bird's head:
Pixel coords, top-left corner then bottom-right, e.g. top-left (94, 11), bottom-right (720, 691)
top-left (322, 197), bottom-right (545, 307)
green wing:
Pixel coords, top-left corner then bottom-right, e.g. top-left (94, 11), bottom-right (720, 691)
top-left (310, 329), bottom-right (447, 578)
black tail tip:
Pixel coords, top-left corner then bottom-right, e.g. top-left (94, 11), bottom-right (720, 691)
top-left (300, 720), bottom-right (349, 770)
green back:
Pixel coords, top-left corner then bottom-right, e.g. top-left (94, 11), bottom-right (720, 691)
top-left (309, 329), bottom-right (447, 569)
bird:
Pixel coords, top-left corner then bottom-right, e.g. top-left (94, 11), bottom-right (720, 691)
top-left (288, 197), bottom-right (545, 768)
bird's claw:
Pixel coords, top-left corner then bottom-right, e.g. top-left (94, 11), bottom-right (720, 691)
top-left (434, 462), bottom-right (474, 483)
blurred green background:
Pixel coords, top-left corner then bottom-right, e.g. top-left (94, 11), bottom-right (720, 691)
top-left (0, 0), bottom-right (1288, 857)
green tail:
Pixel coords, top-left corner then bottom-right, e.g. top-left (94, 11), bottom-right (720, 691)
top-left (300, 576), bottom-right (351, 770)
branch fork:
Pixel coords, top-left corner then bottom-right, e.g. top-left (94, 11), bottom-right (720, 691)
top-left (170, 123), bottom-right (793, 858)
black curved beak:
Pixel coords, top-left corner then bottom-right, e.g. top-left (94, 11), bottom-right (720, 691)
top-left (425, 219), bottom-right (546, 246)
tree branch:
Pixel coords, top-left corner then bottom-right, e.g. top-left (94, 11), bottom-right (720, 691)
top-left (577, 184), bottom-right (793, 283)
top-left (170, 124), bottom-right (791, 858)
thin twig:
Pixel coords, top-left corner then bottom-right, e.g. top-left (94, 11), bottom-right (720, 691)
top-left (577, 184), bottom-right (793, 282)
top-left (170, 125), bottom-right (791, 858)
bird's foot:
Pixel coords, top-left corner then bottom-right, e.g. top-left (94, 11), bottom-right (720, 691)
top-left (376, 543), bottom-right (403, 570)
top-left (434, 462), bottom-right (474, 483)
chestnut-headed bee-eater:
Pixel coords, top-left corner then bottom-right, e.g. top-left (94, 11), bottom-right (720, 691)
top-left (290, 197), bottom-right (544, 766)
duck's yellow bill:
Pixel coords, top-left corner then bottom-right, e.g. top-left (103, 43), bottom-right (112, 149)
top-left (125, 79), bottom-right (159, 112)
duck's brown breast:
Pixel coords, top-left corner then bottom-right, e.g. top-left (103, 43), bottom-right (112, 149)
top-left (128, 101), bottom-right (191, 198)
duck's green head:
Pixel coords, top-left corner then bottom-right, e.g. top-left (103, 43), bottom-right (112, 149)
──────
> _STATED GOAL_
Present every line of the entries above as a Markdown table with the columns "Index" and "Content", numbering the rows in order and omitting blank lines.

> _EXERCISE RESULT_
| Index | Content |
|---|---|
| 1 | bird's head: |
| 2 | Pixel coords, top-left corner then bottom-right, e.g. top-left (94, 11), bottom-right (720, 691) |
| 3 | top-left (322, 197), bottom-right (545, 307) |
| 4 | green wing: |
| 5 | Pixel coords, top-left corner then bottom-right, e.g. top-left (94, 11), bottom-right (720, 691) |
| 6 | top-left (310, 329), bottom-right (447, 578) |
| 7 | black tail tip: |
| 8 | Pixel coords, top-left corner then bottom-right, e.g. top-left (94, 11), bottom-right (720, 691) |
| 9 | top-left (300, 720), bottom-right (349, 770) |
| 10 | green back: |
| 11 | Pixel coords, top-left corner then bottom-right, e.g. top-left (94, 11), bottom-right (720, 691) |
| 12 | top-left (309, 329), bottom-right (447, 569) |
| 13 | bird: |
| 14 | Pixel coords, top-left corner then bottom-right, e.g. top-left (94, 11), bottom-right (720, 691) |
| 15 | top-left (288, 197), bottom-right (545, 768) |
| 16 | bird's claw: |
| 17 | Pixel coords, top-left corner then bottom-right, e.g. top-left (94, 11), bottom-right (720, 691) |
| 18 | top-left (434, 462), bottom-right (474, 483) |
| 19 | blurred green background: |
| 20 | Pixel coords, top-left corner then bottom-right, e.g. top-left (94, 11), bottom-right (720, 691) |
| 21 | top-left (0, 0), bottom-right (1288, 857) |
| 22 | green tail: |
| 23 | Pixel coords, top-left corner then bottom-right, e.g. top-left (94, 11), bottom-right (720, 691) |
| 24 | top-left (300, 576), bottom-right (351, 770) |
| 25 | branch fork: |
| 26 | Pixel coords, top-left corner then bottom-right, e.g. top-left (94, 11), bottom-right (720, 691) |
| 27 | top-left (170, 123), bottom-right (793, 858) |
| 28 | black curved beak: |
| 29 | Pixel coords, top-left corner then bottom-right, e.g. top-left (94, 11), bottom-right (720, 691) |
| 30 | top-left (425, 219), bottom-right (546, 246) |
| 31 | tree branch: |
| 32 | Pixel coords, top-left corner then bottom-right, e.g. top-left (94, 11), bottom-right (720, 691) |
| 33 | top-left (577, 184), bottom-right (793, 283) |
| 34 | top-left (170, 124), bottom-right (791, 858) |
| 35 | thin twig: |
| 36 | Pixel coords, top-left corner then bottom-right, e.g. top-left (94, 11), bottom-right (720, 691) |
| 37 | top-left (577, 184), bottom-right (793, 282) |
| 38 | top-left (170, 125), bottom-right (791, 858) |
| 39 | bird's foot: |
| 40 | Pixel coords, top-left corner then bottom-right, e.g. top-left (94, 11), bottom-right (720, 691) |
| 41 | top-left (376, 543), bottom-right (403, 570) |
| 42 | top-left (434, 462), bottom-right (474, 483) |
| 43 | chestnut-headed bee-eater: |
| 44 | Pixel coords, top-left corner then bottom-right, e.g. top-left (94, 11), bottom-right (720, 691) |
| 45 | top-left (290, 197), bottom-right (544, 766) |
| 46 | duck's yellow bill: |
| 47 | Pixel coords, top-left corner then bottom-right, e.g. top-left (103, 43), bottom-right (112, 149) |
| 48 | top-left (125, 79), bottom-right (159, 112) |
| 49 | duck's brown breast: |
| 50 | Pixel coords, top-left corner then bottom-right, e.g. top-left (103, 43), bottom-right (112, 149) |
| 51 | top-left (128, 101), bottom-right (191, 198) |
| 52 | duck's green head: |
| 53 | Pixel coords, top-left corner then bottom-right, e.g. top-left (103, 43), bottom-right (112, 149) |